Stated exercise
Please count the lines in the entries below that contain the string "surface", and give only that number.

Location identification items
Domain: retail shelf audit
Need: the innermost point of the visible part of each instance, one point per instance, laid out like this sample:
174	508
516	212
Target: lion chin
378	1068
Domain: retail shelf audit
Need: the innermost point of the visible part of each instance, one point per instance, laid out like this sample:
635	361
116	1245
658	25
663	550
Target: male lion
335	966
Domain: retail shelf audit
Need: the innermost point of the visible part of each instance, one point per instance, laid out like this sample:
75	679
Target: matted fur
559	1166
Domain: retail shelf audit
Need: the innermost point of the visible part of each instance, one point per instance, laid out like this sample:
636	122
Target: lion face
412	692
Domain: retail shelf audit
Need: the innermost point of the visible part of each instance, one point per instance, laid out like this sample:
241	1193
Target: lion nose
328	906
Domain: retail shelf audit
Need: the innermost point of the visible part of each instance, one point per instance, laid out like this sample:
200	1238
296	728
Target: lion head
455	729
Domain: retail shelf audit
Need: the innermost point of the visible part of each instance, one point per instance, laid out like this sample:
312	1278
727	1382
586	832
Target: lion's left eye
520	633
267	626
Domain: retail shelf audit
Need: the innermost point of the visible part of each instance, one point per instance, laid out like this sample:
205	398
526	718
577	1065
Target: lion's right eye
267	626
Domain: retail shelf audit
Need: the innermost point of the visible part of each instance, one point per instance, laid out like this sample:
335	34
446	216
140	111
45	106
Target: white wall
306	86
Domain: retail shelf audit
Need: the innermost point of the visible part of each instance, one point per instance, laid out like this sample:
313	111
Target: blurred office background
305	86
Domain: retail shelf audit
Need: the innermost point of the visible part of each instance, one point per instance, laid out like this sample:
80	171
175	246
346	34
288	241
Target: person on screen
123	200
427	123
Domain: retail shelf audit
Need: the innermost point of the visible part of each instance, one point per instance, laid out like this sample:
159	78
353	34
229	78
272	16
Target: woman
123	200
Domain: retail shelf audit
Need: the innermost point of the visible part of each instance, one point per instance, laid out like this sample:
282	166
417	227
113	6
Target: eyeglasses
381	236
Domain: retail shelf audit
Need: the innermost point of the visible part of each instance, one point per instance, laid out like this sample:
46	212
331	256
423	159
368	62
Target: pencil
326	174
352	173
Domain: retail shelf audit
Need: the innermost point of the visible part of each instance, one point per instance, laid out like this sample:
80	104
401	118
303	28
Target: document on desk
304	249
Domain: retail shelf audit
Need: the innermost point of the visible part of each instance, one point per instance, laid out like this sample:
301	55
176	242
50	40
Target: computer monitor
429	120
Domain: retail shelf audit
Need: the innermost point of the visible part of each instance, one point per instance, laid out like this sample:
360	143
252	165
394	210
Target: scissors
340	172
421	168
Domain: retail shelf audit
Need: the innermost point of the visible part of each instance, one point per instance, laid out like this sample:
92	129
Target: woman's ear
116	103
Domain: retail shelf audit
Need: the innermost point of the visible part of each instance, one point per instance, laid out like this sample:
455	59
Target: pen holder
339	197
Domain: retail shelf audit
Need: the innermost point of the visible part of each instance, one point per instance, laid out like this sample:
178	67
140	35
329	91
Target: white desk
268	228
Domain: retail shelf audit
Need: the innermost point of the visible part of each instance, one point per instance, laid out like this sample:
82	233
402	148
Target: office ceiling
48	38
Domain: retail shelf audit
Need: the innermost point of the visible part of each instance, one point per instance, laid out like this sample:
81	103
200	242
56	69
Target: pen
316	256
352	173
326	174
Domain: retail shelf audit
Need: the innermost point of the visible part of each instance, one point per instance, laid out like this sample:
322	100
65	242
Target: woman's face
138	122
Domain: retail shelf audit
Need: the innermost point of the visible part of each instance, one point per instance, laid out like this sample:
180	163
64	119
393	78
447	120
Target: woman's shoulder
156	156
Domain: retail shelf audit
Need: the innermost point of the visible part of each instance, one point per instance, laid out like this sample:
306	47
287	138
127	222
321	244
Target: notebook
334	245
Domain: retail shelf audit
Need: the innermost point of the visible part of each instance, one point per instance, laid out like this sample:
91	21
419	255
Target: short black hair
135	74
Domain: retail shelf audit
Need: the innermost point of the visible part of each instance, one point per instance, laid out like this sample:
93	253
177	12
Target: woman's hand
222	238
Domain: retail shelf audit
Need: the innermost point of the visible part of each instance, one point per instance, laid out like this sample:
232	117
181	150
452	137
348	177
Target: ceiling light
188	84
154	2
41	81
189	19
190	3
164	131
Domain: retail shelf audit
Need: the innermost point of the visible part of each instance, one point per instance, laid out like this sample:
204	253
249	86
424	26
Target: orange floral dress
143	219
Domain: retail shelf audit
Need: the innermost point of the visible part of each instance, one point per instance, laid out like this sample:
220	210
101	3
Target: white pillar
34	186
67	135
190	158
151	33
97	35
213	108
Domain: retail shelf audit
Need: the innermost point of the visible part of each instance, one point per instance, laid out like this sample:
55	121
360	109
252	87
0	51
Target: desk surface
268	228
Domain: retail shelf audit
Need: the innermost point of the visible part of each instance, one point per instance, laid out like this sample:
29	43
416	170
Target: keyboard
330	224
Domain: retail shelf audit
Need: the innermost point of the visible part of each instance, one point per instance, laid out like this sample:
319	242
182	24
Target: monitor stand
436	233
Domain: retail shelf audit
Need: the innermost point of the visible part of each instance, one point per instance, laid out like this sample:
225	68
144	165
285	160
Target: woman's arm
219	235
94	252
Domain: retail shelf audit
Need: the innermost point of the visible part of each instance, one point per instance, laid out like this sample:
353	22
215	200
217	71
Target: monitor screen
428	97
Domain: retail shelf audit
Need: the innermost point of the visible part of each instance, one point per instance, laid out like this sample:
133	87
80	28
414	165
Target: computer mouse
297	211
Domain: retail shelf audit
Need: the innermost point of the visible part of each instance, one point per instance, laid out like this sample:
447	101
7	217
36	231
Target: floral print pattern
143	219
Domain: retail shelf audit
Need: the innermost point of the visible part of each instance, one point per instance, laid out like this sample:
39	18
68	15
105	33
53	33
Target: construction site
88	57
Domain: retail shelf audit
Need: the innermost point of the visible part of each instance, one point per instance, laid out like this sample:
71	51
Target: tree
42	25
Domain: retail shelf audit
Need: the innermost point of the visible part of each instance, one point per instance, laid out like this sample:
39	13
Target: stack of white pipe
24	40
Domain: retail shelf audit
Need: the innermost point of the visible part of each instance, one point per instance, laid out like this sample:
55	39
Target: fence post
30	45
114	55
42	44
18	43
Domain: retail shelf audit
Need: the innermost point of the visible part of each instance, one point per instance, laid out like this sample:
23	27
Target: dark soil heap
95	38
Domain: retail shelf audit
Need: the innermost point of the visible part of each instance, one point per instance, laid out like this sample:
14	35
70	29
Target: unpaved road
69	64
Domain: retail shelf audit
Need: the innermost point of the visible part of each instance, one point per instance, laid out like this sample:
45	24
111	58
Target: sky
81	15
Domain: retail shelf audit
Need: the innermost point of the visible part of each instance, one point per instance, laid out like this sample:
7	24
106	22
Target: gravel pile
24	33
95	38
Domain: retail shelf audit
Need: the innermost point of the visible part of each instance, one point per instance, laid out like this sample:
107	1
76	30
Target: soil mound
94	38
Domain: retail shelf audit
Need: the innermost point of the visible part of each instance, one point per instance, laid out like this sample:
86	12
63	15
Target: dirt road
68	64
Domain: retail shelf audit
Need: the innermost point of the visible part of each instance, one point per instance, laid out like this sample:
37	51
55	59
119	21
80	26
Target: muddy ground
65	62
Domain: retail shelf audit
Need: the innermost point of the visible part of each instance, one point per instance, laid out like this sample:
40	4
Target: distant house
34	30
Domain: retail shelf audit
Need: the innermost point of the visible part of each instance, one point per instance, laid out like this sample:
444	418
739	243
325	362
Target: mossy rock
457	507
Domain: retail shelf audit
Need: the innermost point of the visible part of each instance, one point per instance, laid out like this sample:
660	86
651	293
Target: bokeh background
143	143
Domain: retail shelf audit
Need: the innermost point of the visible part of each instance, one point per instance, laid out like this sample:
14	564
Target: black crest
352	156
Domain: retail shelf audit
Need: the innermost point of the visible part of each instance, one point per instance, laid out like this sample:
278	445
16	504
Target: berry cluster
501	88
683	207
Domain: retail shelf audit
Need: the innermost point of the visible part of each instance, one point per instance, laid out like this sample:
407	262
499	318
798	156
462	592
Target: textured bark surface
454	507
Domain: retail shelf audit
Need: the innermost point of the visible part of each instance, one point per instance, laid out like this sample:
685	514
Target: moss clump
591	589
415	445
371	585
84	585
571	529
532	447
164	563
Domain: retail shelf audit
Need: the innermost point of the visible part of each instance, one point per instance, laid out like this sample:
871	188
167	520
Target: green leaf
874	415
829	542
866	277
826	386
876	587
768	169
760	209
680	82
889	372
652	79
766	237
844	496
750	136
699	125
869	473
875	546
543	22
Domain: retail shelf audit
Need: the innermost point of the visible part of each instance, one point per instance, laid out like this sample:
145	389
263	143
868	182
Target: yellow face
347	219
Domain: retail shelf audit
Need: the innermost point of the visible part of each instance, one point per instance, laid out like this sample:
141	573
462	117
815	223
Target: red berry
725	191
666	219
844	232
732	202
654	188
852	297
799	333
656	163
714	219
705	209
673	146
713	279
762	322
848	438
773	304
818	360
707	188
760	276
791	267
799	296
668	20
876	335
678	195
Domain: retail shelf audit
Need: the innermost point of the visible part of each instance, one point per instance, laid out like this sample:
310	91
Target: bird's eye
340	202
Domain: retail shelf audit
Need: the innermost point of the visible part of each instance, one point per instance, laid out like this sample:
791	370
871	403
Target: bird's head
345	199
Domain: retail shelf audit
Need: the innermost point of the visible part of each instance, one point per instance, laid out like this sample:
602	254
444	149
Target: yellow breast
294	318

Answer to this problem
2